Leaving out all images, write out the records that follow exactly.

* Data supplied:
=-=-=
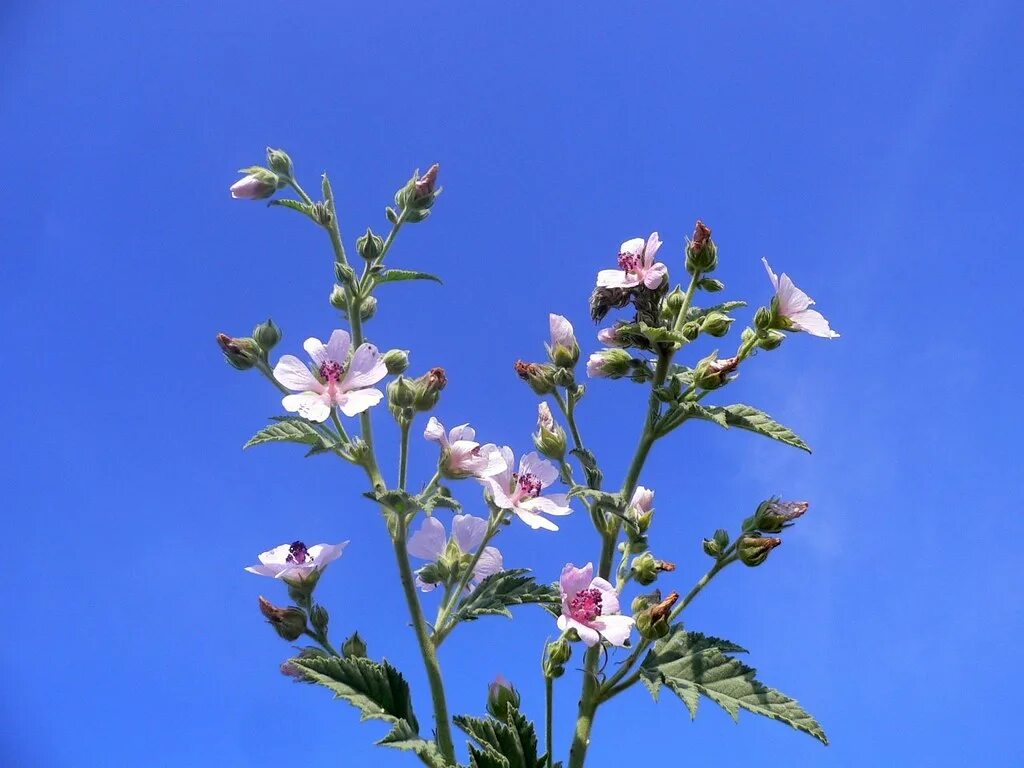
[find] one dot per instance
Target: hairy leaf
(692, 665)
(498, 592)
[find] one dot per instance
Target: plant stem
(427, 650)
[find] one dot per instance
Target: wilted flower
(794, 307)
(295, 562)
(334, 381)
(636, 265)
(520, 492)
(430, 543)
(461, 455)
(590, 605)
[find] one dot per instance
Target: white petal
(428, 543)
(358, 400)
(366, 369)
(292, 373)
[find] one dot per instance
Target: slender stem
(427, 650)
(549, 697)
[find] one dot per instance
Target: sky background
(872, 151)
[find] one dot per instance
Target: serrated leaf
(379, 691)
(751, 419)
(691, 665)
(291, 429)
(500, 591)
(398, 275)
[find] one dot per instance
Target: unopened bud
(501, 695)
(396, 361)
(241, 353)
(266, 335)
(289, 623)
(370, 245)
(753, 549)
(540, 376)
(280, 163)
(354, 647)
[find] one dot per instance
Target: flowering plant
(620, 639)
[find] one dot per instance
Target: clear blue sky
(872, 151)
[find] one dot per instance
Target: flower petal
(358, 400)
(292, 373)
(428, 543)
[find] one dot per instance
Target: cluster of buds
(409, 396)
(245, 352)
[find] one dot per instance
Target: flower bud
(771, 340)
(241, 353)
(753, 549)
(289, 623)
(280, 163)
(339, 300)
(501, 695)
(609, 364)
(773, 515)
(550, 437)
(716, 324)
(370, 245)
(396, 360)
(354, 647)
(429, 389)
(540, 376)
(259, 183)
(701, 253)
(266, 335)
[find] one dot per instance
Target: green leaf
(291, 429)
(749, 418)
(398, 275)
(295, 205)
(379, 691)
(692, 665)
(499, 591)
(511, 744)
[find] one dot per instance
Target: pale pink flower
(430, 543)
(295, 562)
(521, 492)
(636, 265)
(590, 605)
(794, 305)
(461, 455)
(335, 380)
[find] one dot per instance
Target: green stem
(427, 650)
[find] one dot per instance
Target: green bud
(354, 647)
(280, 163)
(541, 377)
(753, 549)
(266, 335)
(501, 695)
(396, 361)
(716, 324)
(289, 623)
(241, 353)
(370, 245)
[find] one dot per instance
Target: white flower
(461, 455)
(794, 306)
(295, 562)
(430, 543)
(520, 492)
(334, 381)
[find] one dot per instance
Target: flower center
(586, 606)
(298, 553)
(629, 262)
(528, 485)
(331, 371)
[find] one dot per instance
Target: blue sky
=-=-=
* Answer:
[find] one dot per instance
Target: hairy leaf
(692, 665)
(498, 592)
[find] one dot per instance
Target: plant stem
(427, 650)
[find] one dot per instance
Target: wilted flower
(794, 307)
(295, 562)
(334, 381)
(636, 265)
(520, 492)
(430, 543)
(461, 455)
(590, 605)
[find] one dot per instance
Target: white petal
(428, 543)
(358, 400)
(366, 369)
(292, 373)
[find] one dot per instance
Target: slender stem
(427, 650)
(549, 697)
[find] one dot per instance
Target: sky background
(872, 151)
[find] one dot per instance
Target: serrated leaf
(379, 691)
(751, 419)
(691, 665)
(291, 429)
(500, 591)
(398, 275)
[find] one dot per instance
Target: unopened bud
(501, 695)
(396, 361)
(241, 353)
(266, 335)
(289, 623)
(370, 245)
(753, 549)
(540, 376)
(280, 163)
(354, 647)
[find] one dot per instance
Target: flowering plant
(620, 639)
[find] one dot per instance
Target: clear blue sky
(872, 151)
[find] one dot per instance
Target: flower petal
(358, 400)
(292, 373)
(428, 543)
[find] one dot per instance
Target: cluster of buds
(409, 396)
(245, 352)
[find] one dot per instance
Target: flower bud
(771, 340)
(241, 353)
(753, 549)
(289, 623)
(280, 163)
(339, 300)
(501, 695)
(609, 364)
(773, 515)
(550, 437)
(716, 324)
(370, 245)
(396, 360)
(354, 647)
(429, 389)
(540, 376)
(259, 183)
(701, 253)
(266, 335)
[find] one dot per instance
Target: green leaf
(291, 429)
(749, 418)
(398, 275)
(295, 205)
(379, 691)
(692, 665)
(499, 591)
(511, 744)
[find] one dot per instance
Target: pale pink flower
(430, 543)
(295, 562)
(521, 492)
(636, 265)
(590, 605)
(794, 305)
(461, 455)
(335, 380)
[find] one dot per instance
Target: green stem
(427, 650)
[find] one dot per instance
Target: green bud
(354, 647)
(280, 163)
(541, 377)
(753, 549)
(266, 335)
(501, 695)
(396, 361)
(716, 324)
(289, 623)
(241, 353)
(370, 245)
[find] one dot per instance
Target: white flower
(461, 455)
(794, 306)
(295, 562)
(430, 543)
(520, 492)
(334, 381)
[find] one dot per instance
Target: flower center
(586, 606)
(298, 553)
(629, 262)
(528, 485)
(331, 371)
[find] one dot per instance
Target: blue sky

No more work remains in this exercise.